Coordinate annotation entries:

--------------------------------

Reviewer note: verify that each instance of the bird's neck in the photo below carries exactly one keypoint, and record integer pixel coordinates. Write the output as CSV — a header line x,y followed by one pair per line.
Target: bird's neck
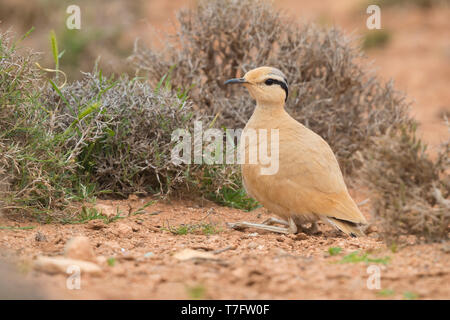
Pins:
x,y
269,109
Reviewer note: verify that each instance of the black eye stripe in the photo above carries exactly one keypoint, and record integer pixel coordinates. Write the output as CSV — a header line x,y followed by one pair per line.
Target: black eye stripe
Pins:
x,y
282,84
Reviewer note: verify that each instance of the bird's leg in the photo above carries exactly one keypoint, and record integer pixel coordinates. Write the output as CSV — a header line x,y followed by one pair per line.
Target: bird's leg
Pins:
x,y
311,230
292,227
272,220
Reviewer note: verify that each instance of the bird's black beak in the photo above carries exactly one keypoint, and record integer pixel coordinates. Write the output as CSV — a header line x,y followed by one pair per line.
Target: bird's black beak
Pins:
x,y
236,80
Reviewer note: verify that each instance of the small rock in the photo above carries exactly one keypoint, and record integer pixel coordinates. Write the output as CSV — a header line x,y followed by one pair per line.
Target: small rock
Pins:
x,y
124,230
280,252
446,247
252,245
40,237
188,254
133,197
54,265
106,210
79,248
96,224
300,236
148,254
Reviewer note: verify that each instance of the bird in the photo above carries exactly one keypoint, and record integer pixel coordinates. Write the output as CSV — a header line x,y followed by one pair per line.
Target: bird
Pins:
x,y
308,186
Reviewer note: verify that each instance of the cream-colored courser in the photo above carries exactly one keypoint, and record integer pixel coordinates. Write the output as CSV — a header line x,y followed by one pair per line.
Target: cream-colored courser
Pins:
x,y
308,185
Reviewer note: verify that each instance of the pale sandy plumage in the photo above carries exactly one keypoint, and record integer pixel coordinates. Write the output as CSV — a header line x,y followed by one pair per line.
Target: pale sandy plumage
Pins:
x,y
309,184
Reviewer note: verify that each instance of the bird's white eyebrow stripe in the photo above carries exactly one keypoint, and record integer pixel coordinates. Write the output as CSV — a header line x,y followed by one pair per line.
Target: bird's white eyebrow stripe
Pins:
x,y
277,77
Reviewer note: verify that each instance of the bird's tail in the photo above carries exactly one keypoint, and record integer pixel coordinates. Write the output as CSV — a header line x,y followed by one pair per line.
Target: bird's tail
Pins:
x,y
348,227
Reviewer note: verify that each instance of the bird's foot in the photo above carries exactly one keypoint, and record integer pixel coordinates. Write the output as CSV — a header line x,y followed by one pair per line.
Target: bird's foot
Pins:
x,y
313,229
291,229
272,221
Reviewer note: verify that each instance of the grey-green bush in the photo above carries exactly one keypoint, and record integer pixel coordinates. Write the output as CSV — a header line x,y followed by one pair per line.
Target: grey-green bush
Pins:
x,y
331,89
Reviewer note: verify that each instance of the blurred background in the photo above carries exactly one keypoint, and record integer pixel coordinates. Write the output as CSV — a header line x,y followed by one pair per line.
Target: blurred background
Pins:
x,y
412,48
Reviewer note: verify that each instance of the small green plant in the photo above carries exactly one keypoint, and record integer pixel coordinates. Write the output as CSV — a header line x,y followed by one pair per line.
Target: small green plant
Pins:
x,y
88,213
334,251
235,198
196,292
375,39
203,228
356,257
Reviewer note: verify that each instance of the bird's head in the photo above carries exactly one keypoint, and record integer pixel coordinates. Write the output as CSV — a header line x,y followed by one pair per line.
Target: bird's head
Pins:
x,y
266,85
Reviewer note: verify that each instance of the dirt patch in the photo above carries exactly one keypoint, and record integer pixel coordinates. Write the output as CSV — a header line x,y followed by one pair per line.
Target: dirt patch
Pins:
x,y
139,257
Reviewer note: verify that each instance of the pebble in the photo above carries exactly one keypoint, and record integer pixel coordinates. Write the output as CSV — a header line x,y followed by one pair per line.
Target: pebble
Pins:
x,y
252,245
54,265
106,210
124,230
79,248
40,237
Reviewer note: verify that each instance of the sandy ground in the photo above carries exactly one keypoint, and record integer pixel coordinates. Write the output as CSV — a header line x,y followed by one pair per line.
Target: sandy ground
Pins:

--------------------------------

**What the task asks:** Return all the entries word for word, but omit any pictures they contain.

**Result for this task:**
Reviewer note: verify that each instance of the bird's neck in the photo below carries exactly one keypoint, and record integer pixel coordinates. Write the output as CSV — a header line x,y followed by one pair per line.
Target: bird's neck
Pins:
x,y
269,109
Reviewer note: verify that each instance of the black eye stripe in the photo above carries exactly one keypoint, and record integer pixel coordinates. Write the output as CSV — a header line x,y followed by one pair per line.
Target: black eye stripe
Pins:
x,y
282,84
Reviewer note: verify that each instance of the bird's leg in the photo above carries exactly one keypoint, and record integer pixel coordinates. Write the output as CSV — a header line x,y followed by one pair per line.
Target: bird's leg
Pins:
x,y
311,230
292,227
272,220
Reviewer note: verify that each instance of the bird's black beak in the photo above carries exactly one keypoint, and record integer pixel coordinates. Write the output as CSV — a header line x,y followed by one pair per line.
Target: bird's black beak
Pins:
x,y
236,80
Reviewer note: verify that each instance of the small rock in the photo above carries exactly one keypoint, and record integer pixel coordinates. Write the output as CSV — a header line x,y followed by one pair per line.
Target: small rock
Pins:
x,y
124,230
280,252
446,247
252,245
40,237
188,254
133,197
54,265
106,210
79,248
96,224
300,236
148,254
Reviewer note: verify that each instance of the bird in the photo above carries exactly one keypoint, and record integer pixel coordinates. Write the output as CSV — a header line x,y followed by one pair per line.
Target: bird
Pins:
x,y
308,186
Reviewer note: verify that each instance of the cream-colored courser in the photo above carries exactly one keypoint, and record integer pixel coordinates. Write the output as CSV — a header line x,y followed by one pair per line.
Target: cream-colored courser
Pins:
x,y
308,185
Reviewer note: verify that each instance of the pale sandy plumage in the photo above carries exactly one keypoint, and record integer pixel coordinates. Write the output as CSV — a header line x,y followed by one pair per line.
Target: pale sandy plumage
Pins:
x,y
309,184
Reviewer note: verify that each instance of the bird's white eyebrow stripe in the photo above carries exactly one keypoint, and record integer pixel coordinates. Write the output as CSV — a header line x,y followed by one pair per line.
Target: bird's white eyebrow stripe
Pins:
x,y
277,77
Reviewer note: verify that each instance of the bird's tail in the photo above carries exactly one keypoint, and record integer pixel coordinates. Write the output as CSV — a header line x,y followed by one pair per line.
Target: bird's tail
Pins:
x,y
348,227
Reviewer note: verify that each instance of the bird's foot in the photo above carries exactly one keypoint, and record integer pixel coordinates. Write the output as CSV — a header line x,y followed by one pair per line.
Target: bird's foot
Pins:
x,y
313,229
291,229
272,221
Reviewer note: verify that each instance of the grey-green bush in the photo above carries exactly one keypoint, and record integer pixel coordinates. Write the output as CSV — a header line x,y followed by one pair per line.
Target: grey-green bush
Pins:
x,y
331,89
Reviewer note: verify that each instance of the blurred background in the photo above carries exactly one keypoint, and record integer pixel coordinates. Write the output as CSV — a header line x,y followed by one pair per line.
Target: blurred background
Pins:
x,y
412,48
Reviewer note: verify that each instance of the small green plant in the photo above carries exactly one keypoint, and record integer pixel coordinates. Write the output as CSV — a header line x,y followed by one pair per line.
Target: small green plant
Pins:
x,y
88,213
334,251
235,198
196,292
375,39
203,228
356,257
Reviewer note: verify that each instance of the bird's head in the photo above carries exactly one keypoint, and record integer pixel coordinates. Write the output as CSV — a header line x,y followed by one pair per line.
Target: bird's head
Pins:
x,y
266,85
Reviewer note: verify that each instance of the dirt patch in the photo above carries exactly one keypoint, and record integer pixel coordinates. Write the output as CSV — a header line x,y followed by one pair per line.
Target: dirt patch
Pins:
x,y
139,257
Reviewer note: verify that each instance of the pebble in the photo above carries exactly one keypoint, and record integer pixel coordinates. Write the output as CSV — a header line x,y followed by one pair per line.
Target: pebble
Pins:
x,y
252,245
54,265
106,210
124,230
79,248
40,237
Reviewer note: verify that each instance of the sandy ground in the photo above carries exactly one keypoint, and record integer pixel coordinates. Write the output as CSV — a header line x,y followed by one pair per line.
Target: sandy ground
Pins:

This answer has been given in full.